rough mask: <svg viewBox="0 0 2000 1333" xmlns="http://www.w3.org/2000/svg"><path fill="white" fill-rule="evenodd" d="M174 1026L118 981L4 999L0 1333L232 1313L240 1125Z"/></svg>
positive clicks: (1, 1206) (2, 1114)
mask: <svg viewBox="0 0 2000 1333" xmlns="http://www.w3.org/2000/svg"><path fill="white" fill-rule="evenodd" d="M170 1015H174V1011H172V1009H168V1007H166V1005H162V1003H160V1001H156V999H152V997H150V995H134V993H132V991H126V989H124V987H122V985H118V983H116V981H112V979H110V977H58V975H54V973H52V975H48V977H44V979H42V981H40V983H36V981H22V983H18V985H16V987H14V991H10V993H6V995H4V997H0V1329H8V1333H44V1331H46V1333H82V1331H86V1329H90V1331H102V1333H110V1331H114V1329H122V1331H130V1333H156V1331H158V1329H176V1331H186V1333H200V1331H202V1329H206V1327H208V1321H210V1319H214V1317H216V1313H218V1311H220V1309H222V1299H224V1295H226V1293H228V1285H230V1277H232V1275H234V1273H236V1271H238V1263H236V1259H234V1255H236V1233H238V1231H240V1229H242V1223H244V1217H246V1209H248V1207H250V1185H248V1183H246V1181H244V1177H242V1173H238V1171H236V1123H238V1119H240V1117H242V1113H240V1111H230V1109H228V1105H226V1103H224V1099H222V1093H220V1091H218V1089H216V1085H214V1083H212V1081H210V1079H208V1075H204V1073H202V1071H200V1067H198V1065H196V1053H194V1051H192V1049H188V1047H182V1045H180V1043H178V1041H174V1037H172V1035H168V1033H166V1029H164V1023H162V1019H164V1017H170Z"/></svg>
==
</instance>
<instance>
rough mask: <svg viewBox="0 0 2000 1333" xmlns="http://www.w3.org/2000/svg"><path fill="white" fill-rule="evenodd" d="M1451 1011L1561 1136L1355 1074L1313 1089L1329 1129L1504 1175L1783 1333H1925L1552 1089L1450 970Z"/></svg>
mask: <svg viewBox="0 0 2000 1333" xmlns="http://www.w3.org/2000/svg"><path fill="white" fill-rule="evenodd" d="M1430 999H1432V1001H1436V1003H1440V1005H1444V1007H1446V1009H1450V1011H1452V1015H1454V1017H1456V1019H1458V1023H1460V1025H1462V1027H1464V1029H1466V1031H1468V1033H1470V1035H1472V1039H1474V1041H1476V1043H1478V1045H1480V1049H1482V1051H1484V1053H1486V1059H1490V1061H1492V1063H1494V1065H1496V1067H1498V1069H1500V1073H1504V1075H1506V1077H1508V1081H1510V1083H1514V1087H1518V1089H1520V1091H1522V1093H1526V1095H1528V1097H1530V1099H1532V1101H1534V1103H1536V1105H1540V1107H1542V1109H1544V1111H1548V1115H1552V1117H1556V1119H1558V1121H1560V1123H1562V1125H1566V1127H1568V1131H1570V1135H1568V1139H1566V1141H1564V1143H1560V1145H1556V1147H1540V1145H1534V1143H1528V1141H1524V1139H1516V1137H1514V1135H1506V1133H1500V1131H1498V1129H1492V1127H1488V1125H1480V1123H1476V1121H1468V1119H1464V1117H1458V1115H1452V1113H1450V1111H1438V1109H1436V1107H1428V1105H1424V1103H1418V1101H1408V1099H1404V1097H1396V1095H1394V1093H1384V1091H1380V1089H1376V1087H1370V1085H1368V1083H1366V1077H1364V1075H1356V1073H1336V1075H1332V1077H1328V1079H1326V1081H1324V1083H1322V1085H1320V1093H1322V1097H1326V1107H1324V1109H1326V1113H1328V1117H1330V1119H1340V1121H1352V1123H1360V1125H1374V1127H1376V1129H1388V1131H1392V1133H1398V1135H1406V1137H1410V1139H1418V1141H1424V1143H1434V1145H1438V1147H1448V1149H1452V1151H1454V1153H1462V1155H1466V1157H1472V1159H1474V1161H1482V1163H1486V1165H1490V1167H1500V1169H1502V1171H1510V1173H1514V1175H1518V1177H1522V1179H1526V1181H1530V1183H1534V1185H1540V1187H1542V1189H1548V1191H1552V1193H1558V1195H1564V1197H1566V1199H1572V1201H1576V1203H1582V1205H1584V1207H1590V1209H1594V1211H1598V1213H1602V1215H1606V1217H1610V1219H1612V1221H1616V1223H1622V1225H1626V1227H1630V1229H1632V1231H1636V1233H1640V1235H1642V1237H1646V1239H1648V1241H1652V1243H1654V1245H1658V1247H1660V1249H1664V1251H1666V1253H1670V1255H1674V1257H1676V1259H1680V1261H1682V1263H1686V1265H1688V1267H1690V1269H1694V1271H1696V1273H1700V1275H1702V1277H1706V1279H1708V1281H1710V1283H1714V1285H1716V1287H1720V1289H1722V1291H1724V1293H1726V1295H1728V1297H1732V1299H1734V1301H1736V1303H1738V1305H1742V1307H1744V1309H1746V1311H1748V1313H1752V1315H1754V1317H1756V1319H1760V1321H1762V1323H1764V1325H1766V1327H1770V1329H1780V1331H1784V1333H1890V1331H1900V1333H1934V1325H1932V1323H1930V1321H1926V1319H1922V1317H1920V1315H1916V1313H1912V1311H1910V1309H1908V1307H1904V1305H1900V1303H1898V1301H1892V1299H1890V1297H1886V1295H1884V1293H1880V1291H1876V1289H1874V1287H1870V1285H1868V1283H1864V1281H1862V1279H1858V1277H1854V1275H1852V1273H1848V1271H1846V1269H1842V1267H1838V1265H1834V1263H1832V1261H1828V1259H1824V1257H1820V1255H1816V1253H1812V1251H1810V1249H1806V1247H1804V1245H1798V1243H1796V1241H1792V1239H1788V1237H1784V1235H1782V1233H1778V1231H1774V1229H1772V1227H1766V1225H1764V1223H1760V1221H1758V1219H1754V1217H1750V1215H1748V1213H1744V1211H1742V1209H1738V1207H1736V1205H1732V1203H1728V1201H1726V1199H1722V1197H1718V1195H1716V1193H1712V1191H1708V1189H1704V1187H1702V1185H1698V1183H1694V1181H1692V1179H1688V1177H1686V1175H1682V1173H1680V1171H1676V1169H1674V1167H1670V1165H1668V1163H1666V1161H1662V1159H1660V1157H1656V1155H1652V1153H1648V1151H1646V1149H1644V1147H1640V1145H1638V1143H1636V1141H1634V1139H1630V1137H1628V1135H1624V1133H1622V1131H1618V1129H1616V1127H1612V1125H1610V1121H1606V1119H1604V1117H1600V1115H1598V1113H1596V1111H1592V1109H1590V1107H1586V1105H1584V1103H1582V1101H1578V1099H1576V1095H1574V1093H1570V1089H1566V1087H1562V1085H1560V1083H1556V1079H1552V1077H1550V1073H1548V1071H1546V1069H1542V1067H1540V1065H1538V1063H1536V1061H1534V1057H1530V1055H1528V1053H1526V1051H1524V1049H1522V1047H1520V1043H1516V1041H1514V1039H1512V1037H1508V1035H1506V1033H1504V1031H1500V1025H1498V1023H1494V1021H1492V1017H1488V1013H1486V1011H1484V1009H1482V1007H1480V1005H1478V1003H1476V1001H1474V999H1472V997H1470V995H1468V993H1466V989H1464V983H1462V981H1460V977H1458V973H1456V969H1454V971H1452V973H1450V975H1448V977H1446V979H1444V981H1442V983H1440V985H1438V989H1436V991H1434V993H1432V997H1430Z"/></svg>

What you should do
Transcribe the part of the data that opens with the line containing "</instance>" and closes with the line containing "1011L1561 1136L1355 1074L1313", both of those lines included. Reproduce these lines exactly and give nothing else.

Written reply
</instance>
<instance>
rough mask: <svg viewBox="0 0 2000 1333" xmlns="http://www.w3.org/2000/svg"><path fill="white" fill-rule="evenodd" d="M1451 1011L1561 1136L1355 1074L1313 1089L1329 1129L1504 1175L1783 1333H1925L1552 1089L1450 970Z"/></svg>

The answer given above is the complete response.